== EXERCÍCIOS ==
**A)** Qual é o valor do salário mínimo em Portugal, segundo o texto sobre a falta de trabalhadores em Portugal?
**B)** Dê seguimento ao texto sobre a falta de trabalhadores em Portugal, escrevendo a partir da última frase apresentada.

== TEXTO DE ORIGEM ==
Em Portugal, há uma enorme dificuldade para encontrar e recrutar pessoas para diferentes áreas de trabalho. Além de se demitirem, algumas pessoas recusam regressar aos modelos antigos de trabalho. Segundo o Instituto Nacional de Estatística (INE), em 2021, as atividades relacionadas com o turismo contavam com menos 76,3 mil pessoas do que em 2019, antes da pandemia. Já os serviços administrativos e de apoio também não voltaram a contratar 26,2 mil trabalhadores.

Em 2022, como medida alternativa para resolver a falta de trabalhadores na indústria da restauração, o Governo português aprovou uma nova modalidade de visto para pessoas da Comunidade dos Países de Língua Portuguesa.

Contudo, apesar de necessária, a medida é vista como apenas um dos critérios que podem ajudar a manutenção do setor pelo Sindicato dos Trabalhadores na Indústria de Hotelaria, Turismo, Restaurantes e Similares do Sul. A instituição aponta ainda que é necessária uma melhora nos salários oferecidos – o salário mínimo em Portugal é de 705 euros, o menor da Europa ocidental – e flexibilidade das jornadas de trabalho.

Todos esses números e eventos recentes mostram uma consolidação no pensamento atual dos trabalhadores, que procuram qualidade de vida e propósito no que fazem. Este cenário força as empresas a também repensarem o trabalho, os seus modelos de contratação e retenção de talentos.

Os impactos das demissões voluntárias são diretamente sentidos na produtividade, na satisfação dos colaboradores e no lucro da empresa. Além disso, investir na retenção de profissionais talentosos é ainda mais barato do que o processo de contratação de novos trabalhadores e os colaboradores que permanecem podem ficar sobrecarregados com as tarefas e, certamente, insatisfeitos. As mudanças constantes de colaboradores também geram um clima organizacional penoso, o que pode gerar conflitos e, consequentemente, o abandono.

== MATERIAL DE APOIO ==
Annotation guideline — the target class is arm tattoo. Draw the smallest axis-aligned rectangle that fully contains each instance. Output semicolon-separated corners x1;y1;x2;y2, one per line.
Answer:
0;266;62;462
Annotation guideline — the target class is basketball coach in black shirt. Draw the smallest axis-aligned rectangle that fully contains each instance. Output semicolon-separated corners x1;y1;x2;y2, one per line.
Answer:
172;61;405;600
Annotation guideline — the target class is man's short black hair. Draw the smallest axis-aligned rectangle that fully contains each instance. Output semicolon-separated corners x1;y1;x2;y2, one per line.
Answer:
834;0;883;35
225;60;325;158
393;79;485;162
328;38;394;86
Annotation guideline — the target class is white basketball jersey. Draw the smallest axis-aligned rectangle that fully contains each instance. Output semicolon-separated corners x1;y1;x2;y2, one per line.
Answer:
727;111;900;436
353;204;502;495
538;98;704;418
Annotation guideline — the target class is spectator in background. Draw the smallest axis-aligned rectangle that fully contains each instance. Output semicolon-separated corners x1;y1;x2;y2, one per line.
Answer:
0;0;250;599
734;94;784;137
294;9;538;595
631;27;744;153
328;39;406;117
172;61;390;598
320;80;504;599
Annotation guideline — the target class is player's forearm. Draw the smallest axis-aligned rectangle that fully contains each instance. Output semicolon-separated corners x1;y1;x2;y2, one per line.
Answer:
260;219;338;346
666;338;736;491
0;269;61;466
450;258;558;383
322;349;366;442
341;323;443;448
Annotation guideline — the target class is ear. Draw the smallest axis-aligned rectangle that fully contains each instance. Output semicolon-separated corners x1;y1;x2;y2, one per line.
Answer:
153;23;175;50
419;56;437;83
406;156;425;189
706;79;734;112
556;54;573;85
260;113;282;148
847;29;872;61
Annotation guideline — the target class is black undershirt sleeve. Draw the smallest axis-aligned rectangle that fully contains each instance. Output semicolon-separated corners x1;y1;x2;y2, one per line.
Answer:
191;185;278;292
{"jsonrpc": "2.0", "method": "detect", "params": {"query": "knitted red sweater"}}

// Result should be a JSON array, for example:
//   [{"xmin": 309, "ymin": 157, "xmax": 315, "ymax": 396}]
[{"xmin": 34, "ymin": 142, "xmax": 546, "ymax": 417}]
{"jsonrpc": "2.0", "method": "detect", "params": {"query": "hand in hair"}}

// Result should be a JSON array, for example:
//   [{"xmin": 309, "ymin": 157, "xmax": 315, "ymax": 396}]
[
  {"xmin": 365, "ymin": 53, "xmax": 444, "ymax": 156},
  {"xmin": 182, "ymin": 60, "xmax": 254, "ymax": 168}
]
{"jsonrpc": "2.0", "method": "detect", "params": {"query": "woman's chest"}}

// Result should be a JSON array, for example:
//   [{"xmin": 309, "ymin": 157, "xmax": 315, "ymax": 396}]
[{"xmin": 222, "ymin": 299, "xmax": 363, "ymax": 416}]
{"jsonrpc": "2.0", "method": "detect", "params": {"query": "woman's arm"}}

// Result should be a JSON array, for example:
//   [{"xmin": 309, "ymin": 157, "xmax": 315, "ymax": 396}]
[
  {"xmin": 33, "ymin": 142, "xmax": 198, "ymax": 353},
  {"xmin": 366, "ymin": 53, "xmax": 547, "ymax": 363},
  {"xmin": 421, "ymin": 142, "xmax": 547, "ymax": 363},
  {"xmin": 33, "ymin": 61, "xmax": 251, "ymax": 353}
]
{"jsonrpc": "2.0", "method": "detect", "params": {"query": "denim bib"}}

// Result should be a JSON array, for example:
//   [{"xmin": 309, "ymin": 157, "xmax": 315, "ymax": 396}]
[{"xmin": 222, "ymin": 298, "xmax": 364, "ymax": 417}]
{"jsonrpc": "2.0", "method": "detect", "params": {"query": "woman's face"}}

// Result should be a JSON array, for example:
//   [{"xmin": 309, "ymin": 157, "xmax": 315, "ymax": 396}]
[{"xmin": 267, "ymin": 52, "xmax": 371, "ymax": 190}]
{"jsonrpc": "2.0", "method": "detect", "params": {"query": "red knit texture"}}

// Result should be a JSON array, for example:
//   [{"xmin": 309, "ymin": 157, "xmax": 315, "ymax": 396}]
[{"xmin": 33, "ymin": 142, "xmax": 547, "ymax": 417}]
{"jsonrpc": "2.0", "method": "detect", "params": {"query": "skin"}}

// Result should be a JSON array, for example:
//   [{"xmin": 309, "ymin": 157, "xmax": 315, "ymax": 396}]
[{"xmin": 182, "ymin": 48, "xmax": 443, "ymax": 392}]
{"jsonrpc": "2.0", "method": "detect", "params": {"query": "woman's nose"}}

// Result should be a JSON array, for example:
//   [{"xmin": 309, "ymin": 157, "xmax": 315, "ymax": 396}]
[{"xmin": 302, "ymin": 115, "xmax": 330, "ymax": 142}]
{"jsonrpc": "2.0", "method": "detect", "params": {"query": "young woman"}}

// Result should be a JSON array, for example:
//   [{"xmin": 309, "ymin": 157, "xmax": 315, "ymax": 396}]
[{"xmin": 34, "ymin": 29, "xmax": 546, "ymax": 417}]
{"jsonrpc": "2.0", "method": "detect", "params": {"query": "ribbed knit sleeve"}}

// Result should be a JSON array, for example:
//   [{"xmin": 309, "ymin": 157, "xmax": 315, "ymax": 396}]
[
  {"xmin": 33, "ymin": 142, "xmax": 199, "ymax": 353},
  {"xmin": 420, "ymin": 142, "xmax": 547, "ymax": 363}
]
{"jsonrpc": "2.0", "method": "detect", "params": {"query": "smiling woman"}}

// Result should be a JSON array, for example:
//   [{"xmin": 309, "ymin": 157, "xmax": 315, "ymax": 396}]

== RESPOSTAS ESCRITAS ==
**A)** 705 euros, o menor da Europa ocidental.

**B)**
Muito importante: quando a empresa consegue um nível baixo de demissões preserva a sua própria imagem e o capital financeiro e intelectual.

Três passos para melhorar a retenção

Passo 1: Atualmente, há muitas ferramentas disponíveis para as empresas gerarem maior satisfação entre os seus funcionários e reterem talento. Contudo, nenhuma é tão eficaz do que conectar-se verdadeiramente com o seu colaborador. Uma boa maneira de fazer essa conexão acontecer é dando voz ao trabalhador, ouvindo as inquietações e garantindo o bem-estar no local de trabalho.

Passo 2: O segundo passo é ajudá-lo a encontrar o equilíbrio entre a vida pessoal e profissional, oferecendo rotinas flexíveis, salários justos e feedback constante.

Passo 3: Um passo ainda mais eficaz é alinhar o propósito corporativo ao propósito individual do trabalhador. Para que isso aconteça, uma boa ferramenta e que está cada vez mais a ser usada pelas empresas são os retiros corporativos. Primeiro, porque estes encontros promovem um sentimento de coesão e união nas equipas, além de incentivarem à colaboração interpessoal. Segundo, porque este modelo ajuda no desenvolvimento de habilidades e competências pessoais, de forma que os trabalhadores possam contribuir para o todo.

Este também é um bom momento para construir ou melhorar a cultura empresarial. A troca de experiências proporcionada pelos retiros corporativos e o estreitamento das relações é um ótimo exercício para criação de relações empáticas, profundas e duradouras.

O mote de um retiro corporativo pode ser o autoconhecimento e desenvolvimento pessoal ou atividades diversas, como aventuras, ou mesmo relaxamento e ioga. O importante aqui é desafiar a equipa, dar uma missão que no final do retiro seja cumprida, mas, principalmente, levar os trabalhadores a desafiarem-se a eles próprios e a superarem os próprios limites.

O que é garantido é que envolver os colaboradores num projeto deste tipo trará mudanças significativas e melhorias nas relações, na produtividade e ainda novas formas de comunicação, o que trará maior dinâmica para as equipas. O que não pode acontecer é as empresas ficarem paradas a ver os seus colaboradores saírem sem repensarem e alterarem métodos de trabalho. Ação precisa-se.